- _Problem statement_
Return an exact transcript of the material below from the line containing "hey can you find the silver" through its final line, and no other lines.

- _Supplied entries_
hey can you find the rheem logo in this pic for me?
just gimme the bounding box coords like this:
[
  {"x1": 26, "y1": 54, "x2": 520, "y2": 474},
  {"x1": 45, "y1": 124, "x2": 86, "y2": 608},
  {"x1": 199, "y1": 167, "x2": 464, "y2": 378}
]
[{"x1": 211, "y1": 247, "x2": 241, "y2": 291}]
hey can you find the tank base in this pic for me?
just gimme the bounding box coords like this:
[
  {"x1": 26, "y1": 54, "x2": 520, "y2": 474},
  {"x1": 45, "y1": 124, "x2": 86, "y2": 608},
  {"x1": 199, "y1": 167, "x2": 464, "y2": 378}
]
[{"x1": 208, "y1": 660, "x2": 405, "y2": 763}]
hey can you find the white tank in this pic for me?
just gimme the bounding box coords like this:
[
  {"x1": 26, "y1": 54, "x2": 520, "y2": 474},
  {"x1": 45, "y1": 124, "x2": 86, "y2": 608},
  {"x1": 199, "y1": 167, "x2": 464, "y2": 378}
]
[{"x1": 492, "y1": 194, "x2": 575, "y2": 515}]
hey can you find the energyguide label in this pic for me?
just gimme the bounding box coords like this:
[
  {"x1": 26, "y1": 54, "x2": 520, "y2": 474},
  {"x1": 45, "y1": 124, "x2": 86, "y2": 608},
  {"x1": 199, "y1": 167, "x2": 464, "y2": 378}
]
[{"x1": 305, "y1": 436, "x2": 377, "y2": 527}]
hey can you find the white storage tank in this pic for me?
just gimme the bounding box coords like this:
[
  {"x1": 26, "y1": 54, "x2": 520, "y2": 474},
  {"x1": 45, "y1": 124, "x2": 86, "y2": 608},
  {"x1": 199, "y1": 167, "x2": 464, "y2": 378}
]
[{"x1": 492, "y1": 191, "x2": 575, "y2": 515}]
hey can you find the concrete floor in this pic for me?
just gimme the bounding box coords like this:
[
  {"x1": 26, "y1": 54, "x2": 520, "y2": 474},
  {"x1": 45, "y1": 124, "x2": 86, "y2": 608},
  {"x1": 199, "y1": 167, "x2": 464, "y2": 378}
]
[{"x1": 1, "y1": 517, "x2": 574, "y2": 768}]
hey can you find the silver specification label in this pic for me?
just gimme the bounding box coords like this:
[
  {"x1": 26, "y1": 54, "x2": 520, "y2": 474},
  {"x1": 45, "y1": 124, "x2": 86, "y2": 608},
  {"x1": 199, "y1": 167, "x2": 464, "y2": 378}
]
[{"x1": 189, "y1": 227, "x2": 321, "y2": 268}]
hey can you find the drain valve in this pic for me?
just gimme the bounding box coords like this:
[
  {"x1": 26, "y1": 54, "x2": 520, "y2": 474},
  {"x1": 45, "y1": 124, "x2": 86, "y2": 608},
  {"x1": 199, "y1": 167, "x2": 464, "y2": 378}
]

- _Answer space_
hey can you find the silver specification label in this pic for me?
just gimme the bounding box coords like this:
[
  {"x1": 26, "y1": 54, "x2": 520, "y2": 474},
  {"x1": 45, "y1": 124, "x2": 86, "y2": 608},
  {"x1": 199, "y1": 167, "x2": 464, "y2": 378}
]
[{"x1": 189, "y1": 227, "x2": 321, "y2": 268}]
hey can you find the drain valve in this pic for me?
just gimme the bounding box coords like this:
[
  {"x1": 26, "y1": 54, "x2": 520, "y2": 474},
  {"x1": 45, "y1": 124, "x2": 86, "y2": 608},
  {"x1": 199, "y1": 167, "x2": 464, "y2": 378}
]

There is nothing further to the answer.